Actions to take:
[1] Reproduce the passage of the Heroes of Pymoli notebook from "# Load the players_count" to "Purchasing Analysis (Total)".
[2] In the Heroes of Pymoli notebook, which column's unique values are used to calculate the number of players?

# **Heroes Of Pymoli**

Analyze data for the game Heroes of Pymoli by first creating a purchase data frame 

In [None]:
# Dependencies and Setup
import pandas as pd
import os

In [None]:
# Identify a variable for the path needed to retrieve the data
pymoli_path = os.path.join('Resources', 'purchase_data.csv')

# Read purchase_data.csv file and store into Pandas DataFrame
gaming_df = pd.read_csv(pymoli_path)

# View the values in first 5 rows of data frame
gaming_df.head()

In [None]:
# Identify all column headers in the data
gaming_df.columns

## Player Count

Using the data frame created from purchase_data.csv, identify the number of players

In [None]:
# Calculate number of players using unique values for screen name column
players_count = len(gaming_df['SN'].unique())

# Load the players_count in a data frame to display
players_count_df = pd.DataFrame({
    'Total Players':[players_count]
})

# View the data frame
players_count_df

## Purchasing Analysis (Total)

Perform basic calculations on purchasing data to be displayed in a summary data frame

In [None]:
# Apply formatting for the $ values
pd.options.display.float_format = '${:,.2f}'.format

In [None]:
# Create variables and perform calculations:
# Number of Unique Items, Average Price, Number of Purchases, Total Revenue
unique_items = len(gaming_df['Item ID'].unique())
average_price = gaming_df['Price'].mean()
num_purchases = len(gaming_df['Purchase ID'].unique())
total_revenue = gaming_df['Price'].sum()

In [None]:
# Create a summary_df to hold the results of above calculations
summary_df = pd.DataFrame({
    'Number of Unique Items':[unique_items],
    'Average Price':[average_price],
    'Number of Purchases':[num_purchases],       
    'Total Revenue':[total_revenue]
})

Dataset excerpt:
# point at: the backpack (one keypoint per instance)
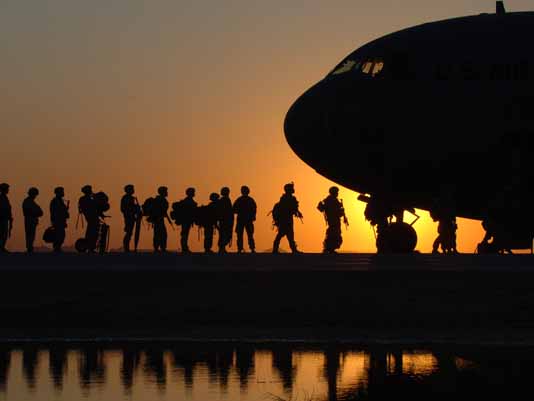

Exercise responses:
[1]
# Load the players_count in a data frame to display
players_count_df = pd.DataFrame({
    'Total Players':[players_count]
})

# View the data frame
players_count_df

## Purchasing Analysis (Total)

[2] The screen name column, 'SN'.